§ **Fragmento del texto**:
---+---
Into that darkness (Desde aquella obscuridad), Gitta Sereny

Gitta Sereny: Pero esta vez sabia Ud. dónde le estaban enviado; conocía lo que estaba ocurriendo en Treblinka y que era el mayor de los campos de exterminio. Era la oportunidad, al fín se enfrentaba a ella, cara a cara. ¿Por qué no dijo, allí y entonces, que no podía continuar con ese trabajo?

Fritz Stangl (Comandante del campo de exterminio de Treblinka): ¿No lo ve? Me tenían donde querían. No tenía idea de dónde estaba mi familia. ¿Los había sacado Michel? ¿O quizás los habían retenido? ¿Los habían tomado como rehenes? E incluso si estaban libres, la alternativa no había cambiado: Prohaska (antiguo superior de Stangl) continuaba en Linz. ¿Se imagina lo que podía haber ocurrido si hubiera vuelto en esas circunstancias? No, no tenía salida: era un prisionero.

Gitta Sereny: Pero aun así, aun cuando se admita que estaba en peligro, ¿no era cualquier cosa preferible que continuar con ese trabajo en Polonia?

Fritz Stangl: Sí, así se ve ahora, es lo que se dice ahora, ¿pero entonces?
---+---
§ **Datos**:
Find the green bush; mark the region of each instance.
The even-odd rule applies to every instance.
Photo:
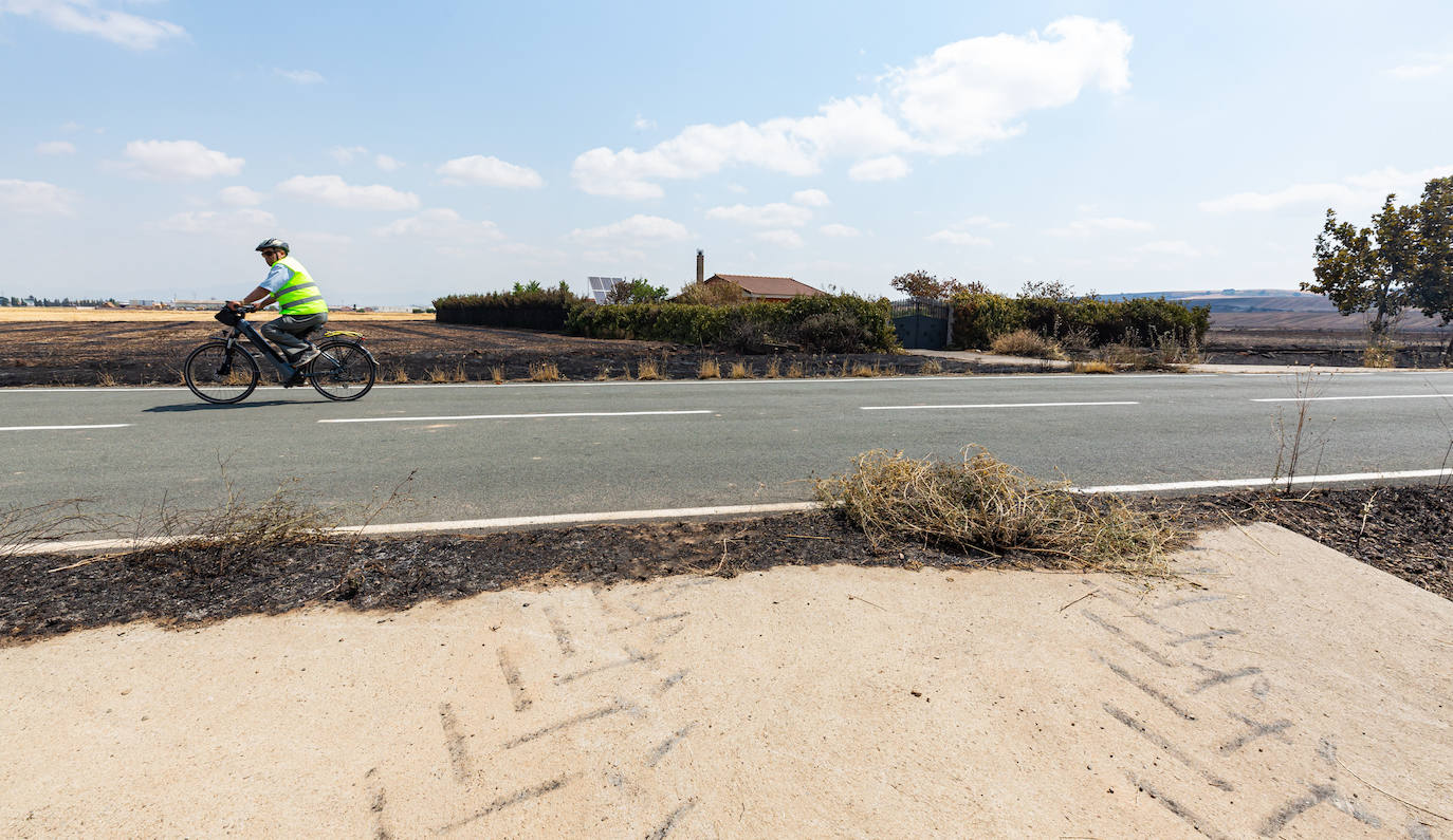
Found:
[[[985,348],[995,338],[1032,329],[1049,338],[1084,335],[1093,347],[1113,342],[1148,345],[1159,335],[1197,344],[1210,326],[1210,308],[1187,308],[1162,297],[1100,300],[1098,297],[953,297],[953,345]]]
[[[513,292],[439,297],[434,300],[434,321],[562,332],[570,310],[584,300],[565,281],[555,289],[542,289],[532,280],[523,286],[516,283]]]
[[[817,353],[885,353],[898,347],[888,300],[853,295],[737,306],[584,305],[570,310],[565,328],[588,338],[674,341],[729,347],[740,353],[766,353],[788,344]]]

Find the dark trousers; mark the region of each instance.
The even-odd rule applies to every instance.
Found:
[[[308,348],[308,342],[301,339],[299,335],[307,335],[327,322],[327,312],[318,312],[317,315],[283,315],[263,324],[263,338],[280,347],[283,353],[298,355]]]

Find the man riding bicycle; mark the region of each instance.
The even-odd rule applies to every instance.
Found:
[[[302,263],[288,255],[288,242],[264,239],[256,251],[262,252],[270,267],[267,277],[241,300],[228,300],[228,306],[256,303],[257,309],[278,302],[280,318],[263,325],[262,334],[282,348],[288,364],[301,368],[318,355],[302,337],[328,321],[328,305],[318,292]]]

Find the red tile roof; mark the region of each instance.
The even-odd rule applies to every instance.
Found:
[[[712,274],[706,279],[724,280],[741,286],[747,295],[761,295],[767,297],[796,297],[799,295],[827,295],[821,289],[814,289],[806,283],[798,283],[792,277],[757,277],[754,274]]]

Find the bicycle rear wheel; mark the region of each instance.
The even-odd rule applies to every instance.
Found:
[[[225,341],[208,341],[186,357],[182,376],[192,393],[206,402],[232,403],[253,393],[262,371],[241,347],[228,350]]]
[[[373,387],[378,363],[356,341],[333,339],[318,345],[318,355],[308,363],[312,387],[328,399],[347,402]]]

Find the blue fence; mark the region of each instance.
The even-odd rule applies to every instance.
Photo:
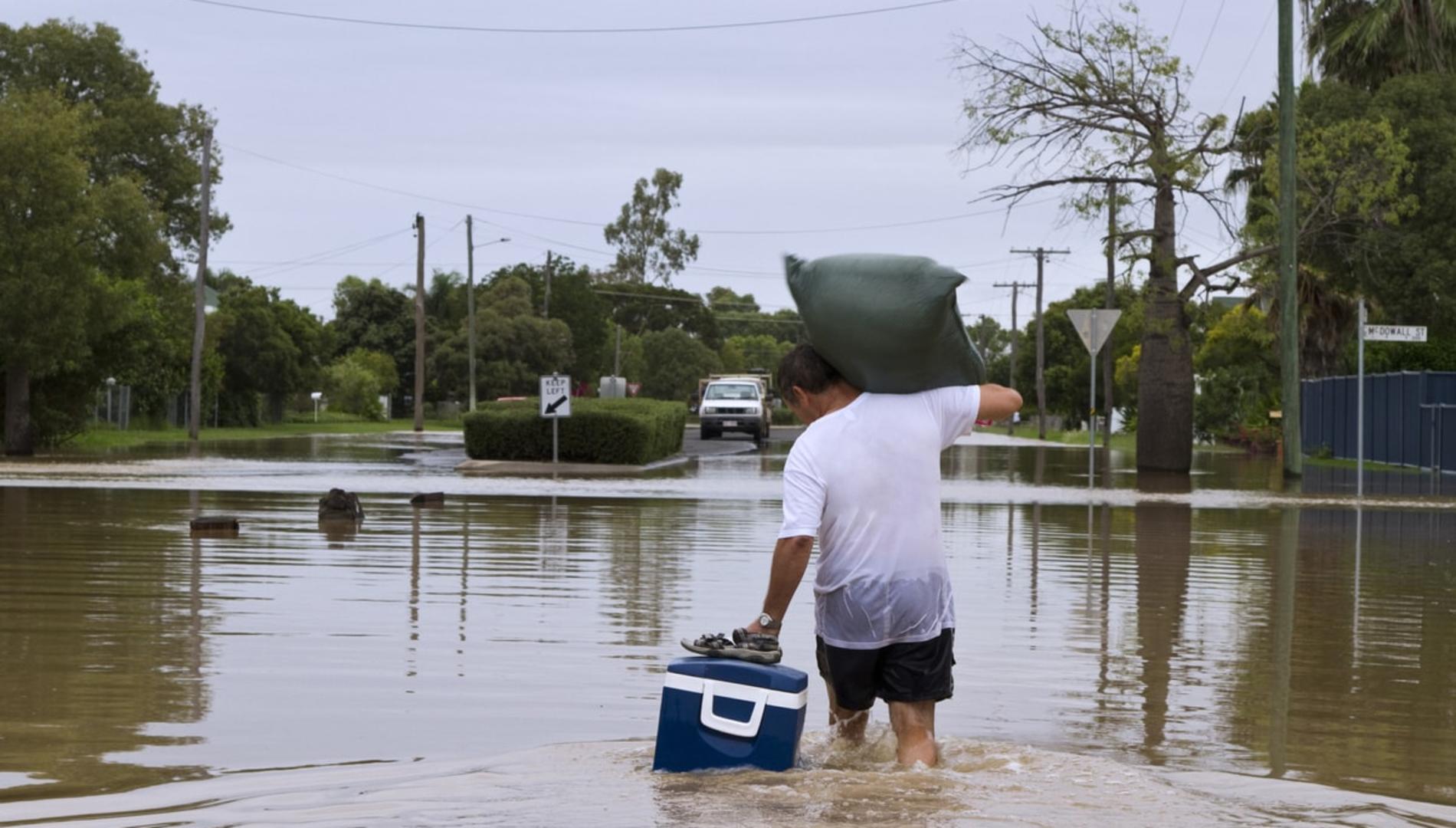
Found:
[[[1300,383],[1305,453],[1329,449],[1356,459],[1357,383],[1353,376]],[[1401,372],[1366,376],[1366,459],[1456,471],[1456,372]]]

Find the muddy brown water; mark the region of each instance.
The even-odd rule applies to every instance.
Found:
[[[1456,825],[1449,480],[1357,507],[1345,469],[1114,455],[1089,496],[1083,452],[992,443],[945,459],[945,765],[831,743],[811,685],[789,774],[648,770],[677,638],[757,609],[783,445],[630,480],[462,478],[438,436],[3,462],[0,825]],[[320,531],[331,485],[358,531]]]

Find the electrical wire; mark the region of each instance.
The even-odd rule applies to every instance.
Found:
[[[901,6],[884,6],[879,9],[860,9],[858,12],[833,12],[828,15],[805,15],[802,17],[778,17],[770,20],[735,20],[728,23],[695,23],[683,26],[619,26],[619,28],[511,28],[511,26],[463,26],[456,23],[412,23],[408,20],[374,20],[367,17],[342,17],[336,15],[313,15],[309,12],[288,12],[285,9],[266,9],[264,6],[248,6],[243,3],[226,3],[223,0],[188,0],[202,6],[217,6],[239,12],[255,12],[259,15],[277,15],[280,17],[301,17],[306,20],[322,20],[328,23],[352,23],[358,26],[387,26],[393,29],[428,29],[444,32],[479,32],[491,35],[652,35],[662,32],[706,32],[713,29],[747,29],[756,26],[782,26],[788,23],[814,23],[820,20],[839,20],[844,17],[863,17],[868,15],[888,15],[891,12],[909,12],[927,6],[943,6],[960,0],[922,0],[919,3],[904,3]]]
[[[374,184],[374,182],[370,182],[370,181],[361,181],[358,178],[349,178],[347,175],[338,175],[335,172],[328,172],[328,171],[316,169],[316,168],[312,168],[312,166],[303,166],[303,165],[298,165],[298,163],[294,163],[294,162],[290,162],[290,160],[284,160],[284,159],[280,159],[280,157],[274,157],[274,156],[269,156],[269,155],[264,155],[264,153],[259,153],[259,152],[243,149],[243,147],[236,146],[236,144],[224,144],[224,143],[218,141],[218,146],[221,146],[221,147],[224,147],[227,150],[232,150],[232,152],[239,152],[239,153],[243,153],[246,156],[256,157],[259,160],[266,160],[268,163],[275,163],[278,166],[285,166],[288,169],[297,169],[300,172],[307,172],[310,175],[320,175],[323,178],[332,178],[335,181],[342,181],[345,184],[352,184],[355,187],[364,187],[364,188],[368,188],[368,190],[377,190],[380,192],[389,192],[389,194],[393,194],[393,195],[405,195],[408,198],[418,198],[421,201],[432,201],[435,204],[446,204],[446,206],[450,206],[450,207],[460,207],[460,208],[464,208],[464,210],[478,210],[480,213],[494,213],[496,216],[513,216],[515,219],[531,219],[531,220],[536,220],[536,222],[555,222],[558,224],[577,224],[577,226],[597,227],[597,229],[600,229],[603,226],[601,222],[588,222],[588,220],[584,220],[584,219],[563,219],[561,216],[545,216],[545,214],[540,214],[540,213],[521,213],[518,210],[501,210],[498,207],[486,207],[483,204],[470,204],[467,201],[454,201],[454,200],[450,200],[450,198],[438,198],[435,195],[425,195],[422,192],[411,192],[408,190],[399,190],[399,188],[395,188],[395,187],[384,187],[381,184]],[[1037,206],[1037,204],[1050,204],[1050,203],[1057,201],[1057,200],[1059,200],[1057,197],[1048,197],[1048,198],[1038,198],[1038,200],[1032,200],[1032,201],[1022,201],[1021,204],[1024,204],[1026,207],[1032,207],[1032,206]],[[814,233],[850,233],[850,232],[863,232],[863,230],[890,230],[890,229],[895,229],[895,227],[914,227],[914,226],[920,226],[920,224],[936,224],[936,223],[943,223],[943,222],[957,222],[960,219],[974,219],[974,217],[978,217],[978,216],[992,216],[994,213],[1000,213],[1002,210],[1005,210],[1005,208],[1003,207],[993,207],[993,208],[987,208],[987,210],[973,210],[970,213],[957,213],[954,216],[933,216],[933,217],[929,217],[929,219],[911,219],[911,220],[907,220],[907,222],[887,222],[887,223],[882,223],[882,224],[852,224],[852,226],[843,226],[843,227],[801,227],[801,229],[789,229],[789,230],[785,230],[785,229],[741,229],[741,227],[719,229],[719,227],[708,227],[708,229],[689,229],[687,232],[689,233],[702,235],[702,236],[796,236],[796,235],[814,235]],[[486,222],[486,220],[482,219],[482,222]],[[496,222],[486,222],[486,223],[491,223],[491,224],[494,224],[496,227],[501,227],[502,230],[508,230],[508,232],[514,232],[514,233],[521,233],[521,235],[529,235],[529,236],[531,236],[531,238],[534,238],[537,241],[543,241],[543,242],[549,242],[549,243],[555,243],[555,245],[561,245],[561,246],[568,246],[568,248],[574,248],[574,249],[579,249],[579,251],[585,251],[585,252],[594,252],[594,254],[600,254],[600,255],[616,255],[616,254],[610,254],[610,252],[600,251],[600,249],[596,249],[596,248],[587,248],[587,246],[581,246],[581,245],[572,245],[569,242],[553,241],[553,239],[549,239],[546,236],[530,235],[530,233],[526,233],[523,230],[507,227],[505,224],[499,224]]]
[[[1264,15],[1264,25],[1259,28],[1259,34],[1254,38],[1254,44],[1249,45],[1249,54],[1243,55],[1243,66],[1239,67],[1239,74],[1233,76],[1233,83],[1229,85],[1229,90],[1223,95],[1223,101],[1219,104],[1219,112],[1229,105],[1229,98],[1233,98],[1233,90],[1239,87],[1239,82],[1243,80],[1243,73],[1249,70],[1249,63],[1254,60],[1254,54],[1259,51],[1259,45],[1264,44],[1264,35],[1270,31],[1270,23],[1274,20],[1274,12],[1278,6],[1270,6],[1267,15]]]

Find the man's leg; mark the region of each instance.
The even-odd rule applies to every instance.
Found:
[[[853,745],[863,742],[869,710],[840,707],[834,697],[834,685],[828,679],[824,679],[824,690],[828,691],[828,726],[834,729],[834,736]]]
[[[828,691],[828,726],[840,739],[855,745],[865,741],[865,724],[869,723],[869,708],[875,706],[872,687],[874,653],[856,650],[842,650],[828,647],[824,638],[815,636],[814,656],[818,662],[820,676],[824,679],[824,690]],[[840,704],[840,692],[834,684],[844,690],[844,694],[859,707],[844,707]],[[863,692],[858,692],[858,691]]]
[[[891,701],[890,726],[895,732],[895,757],[901,765],[925,762],[935,767],[935,703]]]

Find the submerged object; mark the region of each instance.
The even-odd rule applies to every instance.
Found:
[[[192,519],[194,532],[237,532],[237,518],[211,515]]]
[[[674,660],[662,687],[652,770],[792,768],[804,735],[808,681],[802,671],[780,665]]]
[[[319,499],[319,520],[363,520],[364,506],[360,496],[342,488],[331,488]]]

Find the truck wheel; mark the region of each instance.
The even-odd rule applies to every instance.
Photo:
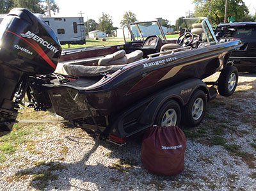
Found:
[[[156,123],[160,126],[178,126],[180,123],[180,105],[176,101],[171,100],[160,108]]]
[[[202,90],[196,90],[185,107],[186,125],[195,126],[201,123],[205,114],[206,103],[205,93]]]
[[[230,96],[235,91],[238,81],[237,69],[228,66],[220,73],[218,80],[218,91],[223,96]]]

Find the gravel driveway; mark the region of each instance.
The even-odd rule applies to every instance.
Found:
[[[139,141],[120,147],[60,123],[20,124],[0,139],[0,190],[256,190],[255,129],[249,74],[232,96],[209,103],[200,126],[183,129],[185,169],[176,176],[144,169]]]

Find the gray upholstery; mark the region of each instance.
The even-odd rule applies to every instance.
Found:
[[[163,45],[161,47],[161,50],[160,50],[160,55],[163,55],[163,54],[169,54],[169,52],[164,52],[165,51],[167,50],[173,50],[173,49],[179,49],[180,48],[181,46],[179,44],[175,44],[175,43],[168,43],[168,44],[165,44]]]
[[[99,66],[125,65],[142,59],[143,56],[143,52],[140,50],[137,50],[127,54],[125,54],[124,50],[121,50],[100,58],[98,65]]]
[[[114,72],[125,65],[84,66],[58,63],[54,73],[76,77],[90,77],[100,75],[104,72]]]
[[[143,52],[140,50],[137,50],[130,54],[125,54],[125,57],[128,60],[128,63],[133,63],[136,61],[142,59],[143,56]]]
[[[204,29],[202,26],[201,23],[194,23],[192,24],[192,29],[191,29],[192,34],[196,34],[198,35],[201,36],[202,34],[204,33]]]
[[[99,66],[84,66],[72,63],[59,63],[54,73],[64,75],[76,77],[97,76],[104,72],[114,72],[128,63],[132,63],[142,59],[143,52],[138,50],[125,55],[125,51],[121,50],[113,54],[108,54],[100,59]]]
[[[108,54],[100,58],[98,62],[99,66],[122,65],[128,63],[125,56],[125,51],[121,50],[111,54]]]

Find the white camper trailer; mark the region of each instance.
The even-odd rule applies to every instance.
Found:
[[[54,31],[61,44],[85,43],[83,17],[41,17]]]
[[[35,15],[50,26],[61,44],[85,43],[83,17],[44,17],[42,14]],[[0,23],[5,15],[6,14],[0,14]]]

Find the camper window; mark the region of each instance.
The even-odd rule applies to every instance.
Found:
[[[44,22],[45,22],[49,26],[50,26],[50,23],[49,22],[49,20],[45,20]]]
[[[65,34],[65,29],[58,29],[57,33],[59,34]]]
[[[77,24],[76,22],[73,22],[74,33],[77,33]]]

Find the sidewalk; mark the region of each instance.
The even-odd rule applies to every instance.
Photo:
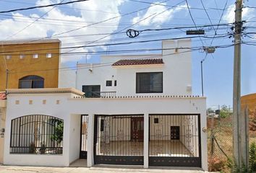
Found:
[[[189,170],[190,169],[190,170]],[[190,168],[167,168],[157,167],[150,169],[142,168],[111,168],[108,167],[17,167],[17,166],[0,166],[0,173],[117,173],[117,172],[152,172],[152,173],[203,173],[208,172],[191,170]]]

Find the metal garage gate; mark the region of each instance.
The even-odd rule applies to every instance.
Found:
[[[201,167],[200,115],[150,115],[149,165]]]
[[[143,164],[143,115],[95,115],[95,164]]]

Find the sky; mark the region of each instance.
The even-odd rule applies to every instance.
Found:
[[[71,0],[0,0],[0,12],[33,6],[67,2]],[[116,50],[161,48],[161,41],[129,45],[110,45],[109,43],[170,39],[187,37],[187,29],[161,31],[145,31],[135,38],[126,35],[127,29],[142,30],[169,27],[203,27],[205,37],[213,38],[192,39],[192,47],[230,45],[234,21],[235,0],[89,0],[68,5],[51,6],[12,13],[0,14],[0,40],[59,38],[62,48],[101,45],[98,47],[64,48],[62,53],[98,52],[85,56],[61,56],[61,64],[73,67],[78,63],[99,63],[100,56],[111,54]],[[242,17],[246,21],[244,33],[256,32],[256,1],[244,1]],[[210,18],[210,19],[209,19]],[[225,25],[217,25],[226,24]],[[217,30],[218,27],[218,30]],[[256,44],[256,35],[244,35],[243,41]],[[256,92],[255,45],[242,45],[242,94]],[[133,53],[159,53],[159,51],[135,52]],[[192,51],[192,92],[201,95],[200,61],[203,61],[204,94],[207,106],[226,105],[232,107],[234,46],[216,48],[214,53],[206,54],[202,49]],[[70,69],[69,69],[70,70]]]

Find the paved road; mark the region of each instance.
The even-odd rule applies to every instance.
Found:
[[[184,170],[175,168],[175,169],[167,169],[166,168],[158,167],[151,169],[142,168],[106,168],[106,167],[16,167],[16,166],[0,166],[0,173],[117,173],[117,172],[145,172],[145,173],[202,173],[206,172],[198,170]]]

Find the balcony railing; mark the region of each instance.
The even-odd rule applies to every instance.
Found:
[[[85,92],[86,98],[102,98],[102,97],[114,97],[116,92]]]

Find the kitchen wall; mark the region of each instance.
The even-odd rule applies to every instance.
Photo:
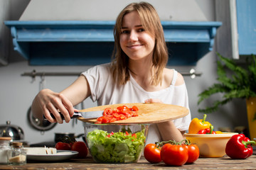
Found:
[[[0,0],[0,3],[3,3]],[[11,0],[11,15],[8,20],[114,20],[118,13],[132,1],[97,0],[72,1],[70,0]],[[159,13],[161,20],[188,21],[214,21],[215,1],[213,0],[180,0],[180,1],[147,1],[151,3]],[[58,2],[58,8],[55,3]],[[28,6],[27,6],[29,4]],[[80,4],[80,5],[79,5]],[[99,5],[100,4],[100,5]],[[43,8],[43,6],[44,8]],[[68,8],[67,8],[68,6]],[[38,7],[40,7],[38,8]],[[25,8],[27,10],[23,12]],[[63,10],[62,10],[63,9]],[[65,10],[64,10],[65,9]],[[6,10],[5,12],[9,12]],[[25,140],[30,143],[53,140],[54,132],[75,132],[78,135],[83,132],[82,123],[73,120],[70,123],[57,125],[53,129],[41,132],[32,128],[28,123],[27,112],[32,101],[39,91],[42,78],[37,76],[22,76],[21,74],[31,72],[83,72],[89,66],[30,66],[28,62],[14,51],[10,40],[9,64],[0,67],[0,125],[11,120],[11,124],[20,126],[25,132]],[[185,76],[192,118],[202,118],[203,114],[198,113],[198,95],[216,81],[217,57],[216,49],[208,53],[193,67],[196,72],[202,72],[201,76],[191,79]],[[191,67],[172,67],[179,72],[189,72]],[[70,85],[77,76],[46,76],[44,88],[60,91]],[[215,95],[213,98],[219,98]],[[203,103],[200,106],[208,104]],[[90,98],[83,103],[85,108],[95,106]],[[80,108],[81,105],[78,106]],[[245,101],[238,99],[228,104],[216,113],[208,115],[208,120],[220,127],[247,125]]]

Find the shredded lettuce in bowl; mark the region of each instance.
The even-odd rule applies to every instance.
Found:
[[[87,144],[96,162],[137,162],[146,142],[144,130],[132,133],[129,131],[108,133],[102,130],[88,132]]]

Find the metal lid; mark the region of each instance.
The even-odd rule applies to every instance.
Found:
[[[11,137],[0,137],[0,140],[11,140]]]
[[[11,125],[11,121],[6,121],[6,125],[0,125],[0,137],[11,137],[13,140],[22,140],[24,139],[24,132],[20,127]]]

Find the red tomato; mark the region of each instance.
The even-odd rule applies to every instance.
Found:
[[[135,106],[131,108],[126,106],[121,106],[114,109],[107,108],[104,110],[103,115],[97,119],[96,124],[108,123],[138,116],[136,110],[139,110],[139,109]]]
[[[167,165],[182,166],[188,159],[188,149],[167,143],[161,149],[161,158]]]
[[[188,149],[188,159],[186,164],[192,164],[199,157],[199,148],[195,144],[184,145]]]
[[[55,144],[57,150],[71,150],[71,145],[69,143],[58,142]]]
[[[72,145],[71,150],[78,152],[77,158],[85,158],[88,154],[88,149],[84,142],[75,142]]]
[[[159,163],[161,162],[160,152],[160,149],[157,148],[155,144],[148,144],[144,147],[144,156],[150,163]]]
[[[139,108],[138,108],[137,106],[132,106],[132,110],[133,110],[133,111],[137,111],[137,110],[139,110]]]

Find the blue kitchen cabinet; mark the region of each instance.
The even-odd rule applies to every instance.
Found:
[[[256,1],[216,0],[216,20],[223,23],[216,35],[217,51],[242,61],[256,55]]]
[[[14,50],[31,65],[95,65],[111,61],[114,21],[6,21]],[[220,22],[161,23],[169,65],[194,66],[211,51]]]

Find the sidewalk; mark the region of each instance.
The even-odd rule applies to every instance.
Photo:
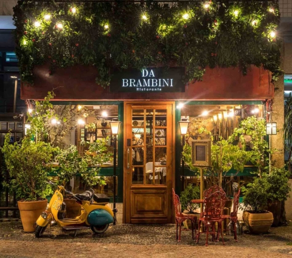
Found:
[[[0,258],[26,257],[291,257],[292,226],[272,228],[269,234],[238,237],[225,236],[222,242],[209,242],[205,247],[205,236],[199,245],[192,240],[190,231],[182,232],[180,243],[175,240],[174,225],[111,226],[104,234],[90,230],[63,232],[57,226],[47,230],[40,239],[25,233],[19,222],[0,223]]]

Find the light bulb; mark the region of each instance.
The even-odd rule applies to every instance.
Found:
[[[185,104],[183,103],[180,103],[178,105],[177,105],[177,108],[179,109],[180,109],[181,108],[182,108],[183,107],[184,107]]]
[[[207,111],[207,110],[205,110],[202,113],[202,115],[203,116],[207,116],[208,114],[209,114],[209,112]]]
[[[84,125],[85,123],[85,122],[84,122],[84,120],[83,120],[83,119],[81,119],[78,120],[77,123],[78,123],[78,125]]]
[[[271,37],[275,37],[276,36],[276,32],[275,31],[271,31],[270,32],[270,36]]]
[[[40,26],[40,23],[39,23],[39,21],[35,21],[35,22],[34,22],[34,26],[35,26],[36,27],[39,27]]]
[[[45,14],[44,15],[44,19],[45,19],[46,20],[50,19],[50,17],[51,17],[51,15],[50,14]]]
[[[185,19],[187,19],[189,18],[189,15],[188,13],[185,13],[183,15],[183,18]]]

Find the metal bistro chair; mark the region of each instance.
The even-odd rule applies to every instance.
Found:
---+---
§ **Tareas a realizar**:
1: Copia de nuevo la entrevista con Fritz Stangl entre "Gitta Sereny: Pero esta" y "con ese trabajo?", ambos incluidos, y sustituye "trabajo" por "puesto".
2: Traduce al inglés la siguiente oración de la entrevista con Fritz Stangl: "No tenía idea de dónde estaba mi familia."
3: Prosigue la entrevista con Fritz Stangl a partir de su última respuesta.

§ **Problemas resueltos**:
1:
Gitta Sereny: Pero esta vez sabia Ud. dónde le estaban enviado; conocía lo que estaba ocurriendo en Treblinka y que era el mayor de los campos de exterminio. Era la oportunidad, al fín se enfrentaba a ella, cara a cara. ¿Por qué no dijo, allí y entonces, que no podía continuar con ese puesto?

2: I had no idea where my family was.

3:
Gitta Sereny: Bueno, de hecho, ahora sabemos que no se ejecutaba de forma automática a los hombres que pedían ser relevados de este tipo de servicio, ¿verdad. Ud. mismo sabía eso entonces, ¿cierto?

Fritz Stangl: Sabía que podía ocurrir que no fusilasen a alguien, pero también sabía que era más frecuente que lo hiciesen o que lo enviasen a un campo de concentración. ¿Cómo podía saber qué suerte me tocaría?

Esta línea de pensamiento, por supuesto, enhebra toda la narración de Stangl. Es la cuestión esencial ante la que, una y otra vez, me reprimí de preguntar cuando le entrevistaba. Cuando hable con él desconocía, y aún lo desconozco, cuál es el momento preciso en que una persona puede tomar, en lugar de otro, la decisión de que esa persona debe arrostrar la muerte.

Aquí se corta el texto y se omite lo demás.